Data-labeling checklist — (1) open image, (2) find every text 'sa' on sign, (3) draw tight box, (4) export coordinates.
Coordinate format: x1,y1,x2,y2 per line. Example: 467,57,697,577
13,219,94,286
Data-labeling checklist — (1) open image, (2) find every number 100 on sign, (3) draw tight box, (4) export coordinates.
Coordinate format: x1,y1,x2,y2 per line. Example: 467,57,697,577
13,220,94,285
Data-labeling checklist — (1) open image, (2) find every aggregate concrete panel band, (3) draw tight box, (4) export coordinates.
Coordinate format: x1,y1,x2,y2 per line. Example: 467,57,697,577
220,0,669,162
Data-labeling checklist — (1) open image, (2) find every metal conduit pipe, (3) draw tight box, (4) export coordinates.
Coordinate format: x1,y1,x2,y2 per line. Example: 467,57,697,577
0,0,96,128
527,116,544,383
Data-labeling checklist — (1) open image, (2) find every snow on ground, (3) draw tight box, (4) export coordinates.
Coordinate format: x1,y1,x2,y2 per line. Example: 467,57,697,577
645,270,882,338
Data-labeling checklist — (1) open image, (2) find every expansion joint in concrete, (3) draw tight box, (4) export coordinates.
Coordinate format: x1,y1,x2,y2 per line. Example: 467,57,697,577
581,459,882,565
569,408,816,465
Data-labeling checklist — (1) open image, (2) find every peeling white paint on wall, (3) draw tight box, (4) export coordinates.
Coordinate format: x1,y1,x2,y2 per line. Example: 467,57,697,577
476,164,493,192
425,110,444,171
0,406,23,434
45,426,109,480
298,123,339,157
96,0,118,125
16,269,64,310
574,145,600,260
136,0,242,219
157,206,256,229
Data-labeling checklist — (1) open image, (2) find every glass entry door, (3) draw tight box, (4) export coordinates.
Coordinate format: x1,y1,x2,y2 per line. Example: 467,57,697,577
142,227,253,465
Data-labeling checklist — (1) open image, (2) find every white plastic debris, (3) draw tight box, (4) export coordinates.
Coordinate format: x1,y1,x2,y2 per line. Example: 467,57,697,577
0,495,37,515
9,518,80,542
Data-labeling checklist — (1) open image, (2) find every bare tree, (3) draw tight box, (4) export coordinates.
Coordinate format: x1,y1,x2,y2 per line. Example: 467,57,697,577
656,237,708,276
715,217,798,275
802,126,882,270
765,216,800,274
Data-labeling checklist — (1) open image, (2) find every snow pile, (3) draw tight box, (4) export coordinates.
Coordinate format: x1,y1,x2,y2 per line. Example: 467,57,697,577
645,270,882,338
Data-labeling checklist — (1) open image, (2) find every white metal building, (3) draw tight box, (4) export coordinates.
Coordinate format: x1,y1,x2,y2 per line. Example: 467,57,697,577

▬▬▬▬▬▬▬▬▬▬

#### Problem description
Return the lines above precisely as they appear, beginning at the first line and ending at the line with "band, (3) draw tight box, (4) export coordinates.", and nothing after it.

#### Answer for the task
Data-labeling checklist — (1) open image, (2) find every text 'sa' on sign, (3) draw tight box, (4) export coordinates.
Coordinate format: x1,y1,x2,y2 per line. Example: 467,57,697,577
13,219,94,286
Data-labeling checklist — (1) open image, (2) find every number 100 on sign, (3) draw tight box, (4) export coordinates.
Coordinate format: x1,y1,x2,y2 per line. Example: 467,57,697,577
13,220,94,285
Data-labeling checklist — (1) open image, (2) find every aggregate concrete panel band, (3) draw tight box, (4) export coordinates.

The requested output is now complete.